↓↓↓

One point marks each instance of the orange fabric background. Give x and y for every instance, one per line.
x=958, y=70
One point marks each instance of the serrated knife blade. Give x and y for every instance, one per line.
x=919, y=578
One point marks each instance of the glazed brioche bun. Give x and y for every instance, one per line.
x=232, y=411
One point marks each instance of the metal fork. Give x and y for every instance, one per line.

↑↑↑

__Exercise__
Recopy the records without any alteration.

__Your solution__
One point marks each instance of the orange fabric background. Give x and y for every instance, one per line.
x=958, y=70
One point marks each instance of the serrated knife blade. Give x and y for every instance, one per line.
x=919, y=578
One point marks each instance of the glazed brioche bun. Give x and y for every instance, one per line.
x=232, y=411
One point marks each instance of the metal fork. Give x and y for every instance, one per line.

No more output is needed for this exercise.